**Your assignment**. Repeat the listing exactly, line by line, and leave the pictures behind.

**Entries shown**.
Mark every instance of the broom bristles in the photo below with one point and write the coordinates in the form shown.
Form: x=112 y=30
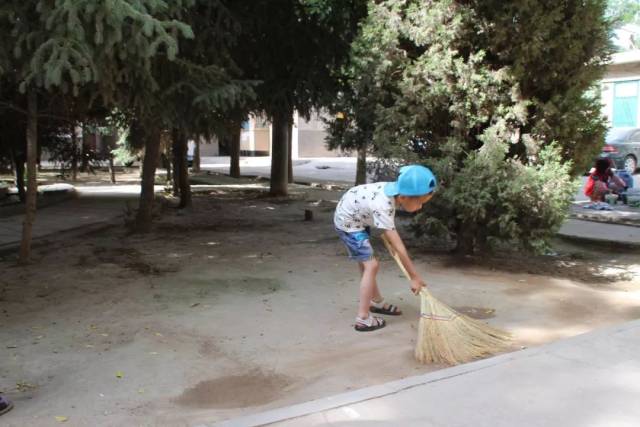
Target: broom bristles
x=448 y=337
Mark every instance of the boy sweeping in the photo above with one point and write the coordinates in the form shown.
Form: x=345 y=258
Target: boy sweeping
x=375 y=205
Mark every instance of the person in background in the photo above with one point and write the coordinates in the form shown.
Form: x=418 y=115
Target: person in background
x=603 y=181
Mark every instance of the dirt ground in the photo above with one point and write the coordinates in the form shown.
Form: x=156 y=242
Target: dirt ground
x=242 y=306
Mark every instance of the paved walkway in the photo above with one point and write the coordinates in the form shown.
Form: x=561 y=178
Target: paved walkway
x=592 y=380
x=102 y=204
x=624 y=235
x=86 y=210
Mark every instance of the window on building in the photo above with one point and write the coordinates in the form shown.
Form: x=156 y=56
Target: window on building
x=625 y=104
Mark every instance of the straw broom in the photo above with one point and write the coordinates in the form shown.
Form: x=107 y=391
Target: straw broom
x=448 y=337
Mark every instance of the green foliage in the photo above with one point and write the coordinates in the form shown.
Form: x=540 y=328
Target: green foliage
x=124 y=153
x=501 y=108
x=294 y=48
x=623 y=12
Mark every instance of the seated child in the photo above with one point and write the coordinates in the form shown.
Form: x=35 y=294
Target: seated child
x=602 y=181
x=375 y=204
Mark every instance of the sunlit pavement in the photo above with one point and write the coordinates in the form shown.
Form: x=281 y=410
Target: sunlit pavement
x=591 y=380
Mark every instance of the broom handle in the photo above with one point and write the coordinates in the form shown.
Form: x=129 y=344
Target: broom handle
x=394 y=254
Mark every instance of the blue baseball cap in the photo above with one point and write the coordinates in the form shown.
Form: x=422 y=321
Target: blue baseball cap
x=414 y=180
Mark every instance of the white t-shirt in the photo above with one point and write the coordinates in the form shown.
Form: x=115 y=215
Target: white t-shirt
x=365 y=205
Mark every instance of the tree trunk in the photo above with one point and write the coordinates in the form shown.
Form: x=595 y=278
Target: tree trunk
x=361 y=167
x=181 y=173
x=234 y=152
x=176 y=167
x=147 y=194
x=279 y=154
x=84 y=163
x=74 y=154
x=465 y=244
x=112 y=169
x=166 y=162
x=19 y=161
x=290 y=153
x=196 y=155
x=32 y=184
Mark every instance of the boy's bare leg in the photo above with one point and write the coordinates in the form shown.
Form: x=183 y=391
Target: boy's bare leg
x=376 y=296
x=369 y=270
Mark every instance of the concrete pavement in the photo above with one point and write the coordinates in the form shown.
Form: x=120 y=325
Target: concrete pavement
x=86 y=210
x=100 y=204
x=598 y=232
x=591 y=380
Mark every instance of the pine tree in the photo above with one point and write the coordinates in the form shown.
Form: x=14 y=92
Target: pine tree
x=81 y=48
x=294 y=48
x=499 y=98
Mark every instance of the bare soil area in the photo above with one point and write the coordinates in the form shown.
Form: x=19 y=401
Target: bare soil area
x=242 y=306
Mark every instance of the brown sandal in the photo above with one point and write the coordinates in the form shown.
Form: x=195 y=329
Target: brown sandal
x=371 y=323
x=391 y=310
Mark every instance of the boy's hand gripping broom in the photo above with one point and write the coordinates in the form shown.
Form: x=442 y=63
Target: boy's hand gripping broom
x=445 y=336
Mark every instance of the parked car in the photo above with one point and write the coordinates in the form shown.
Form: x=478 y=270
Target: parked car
x=622 y=147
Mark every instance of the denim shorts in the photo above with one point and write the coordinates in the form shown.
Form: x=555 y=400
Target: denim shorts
x=358 y=244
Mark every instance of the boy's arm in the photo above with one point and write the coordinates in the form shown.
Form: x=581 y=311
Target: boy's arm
x=396 y=243
x=619 y=181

**Output**.
Mark every instance of the broom bristles in the photo below with one point and write the coordinates in the form shown.
Form: x=112 y=30
Target: broom bristles
x=448 y=337
Mark every instance of the boy sweeping in the photo above with one point and write the coordinates in the form shown.
Form: x=345 y=258
Target: boy sweeping
x=375 y=205
Mark every instance of the person in background in the photo above with one point and write the coordinates in the form shown.
Form: x=418 y=115
Target: person in background
x=603 y=181
Mark every instance of the dirt ground in the photo above with one point and write the coordinates in the form shown.
Form: x=156 y=242
Target: dirt ground
x=242 y=306
Mark every instance of the paved walkway in the photo above with one point and write the coordinates in the form shown.
Form: x=561 y=178
Target: paved walkway
x=592 y=380
x=102 y=204
x=624 y=235
x=86 y=210
Mark every instance of the window on building in the photo above with one point and write the coordinates in the form shown.
Form: x=156 y=56
Target: window on building
x=625 y=104
Mark every instance of the straw broom in the photo above with one point and write the coordinates in the form shown.
Form: x=107 y=391
Target: straw broom
x=448 y=337
Mark every instance of the green foliage in the photo above with one point and write the coordinates in the form shown.
Form: x=540 y=328
Target: green foliage
x=124 y=153
x=501 y=108
x=294 y=48
x=623 y=12
Mark every instance of the seated child in the photo above with one point and write the coordinates in the form shown.
Form: x=35 y=294
Target: seated child
x=602 y=181
x=375 y=204
Mark every instance of the sunlit pavement in the photo above with one point and write the coordinates in the form shown.
Form: x=281 y=410
Target: sunlit pavement
x=591 y=380
Mark every instance of the broom handle in the photo above with one point and write the coordinates in the form shown.
Form: x=129 y=344
Target: broom handle
x=394 y=254
Mark every instance of the blue baseball cap in the photo above with one point and write the coordinates in the form shown.
Form: x=422 y=321
Target: blue baseball cap
x=414 y=180
Mark every instance of the white t-shirt in the photo above with one point and write the coordinates in the form shown.
Form: x=115 y=215
Target: white t-shirt
x=365 y=205
Mark every instance of the tree trunk in the photo above with one point and write the coordinates in the form shown.
Form: x=595 y=278
Target: tree trunk
x=361 y=167
x=181 y=173
x=234 y=152
x=176 y=167
x=147 y=194
x=279 y=154
x=84 y=163
x=74 y=154
x=465 y=244
x=112 y=169
x=166 y=162
x=19 y=161
x=290 y=153
x=196 y=155
x=32 y=184
Mark every instance of the boy's bare leg in the photo above with one point and write the coordinates in the form shown.
Form: x=183 y=391
Target: boy's bare leg
x=376 y=296
x=369 y=270
Mark every instance of the concrete pavement in the photo above with one point and write the coordinates in the form shown.
Form: x=120 y=325
Target: concrete pavement
x=86 y=210
x=100 y=204
x=598 y=232
x=591 y=380
Mark every instance of the pine tree in the photo above with one point and write the coordinates in the form shown.
Form: x=14 y=92
Target: pine tree
x=81 y=48
x=294 y=48
x=499 y=98
Mark every instance of the bare soil area in the photo above with one point and write the coordinates in the form shown.
Form: x=19 y=401
Target: bare soil area
x=242 y=306
Mark every instance of the brown sandal in the photo above with one point and write the coordinates in the form shown.
Form: x=195 y=329
Target: brown sandal
x=371 y=323
x=391 y=310
Mark every instance of the boy's hand gripping broom in the photo above with one point and write the coordinates in the form shown.
Form: x=442 y=63
Target: boy's hand gripping broom
x=445 y=336
Mark every instance of the parked car in the photo above with one point and write the coordinates in the form shown.
Form: x=478 y=270
Target: parked car
x=622 y=147
Mark every instance of the denim shorts in the photo above with one point and write the coordinates in the form shown.
Form: x=555 y=400
Target: denim shorts
x=358 y=244
Mark every instance of the boy's arm in the photo above with one point and write the coordinates in the form shown.
Form: x=581 y=311
Target: boy's arm
x=396 y=243
x=619 y=181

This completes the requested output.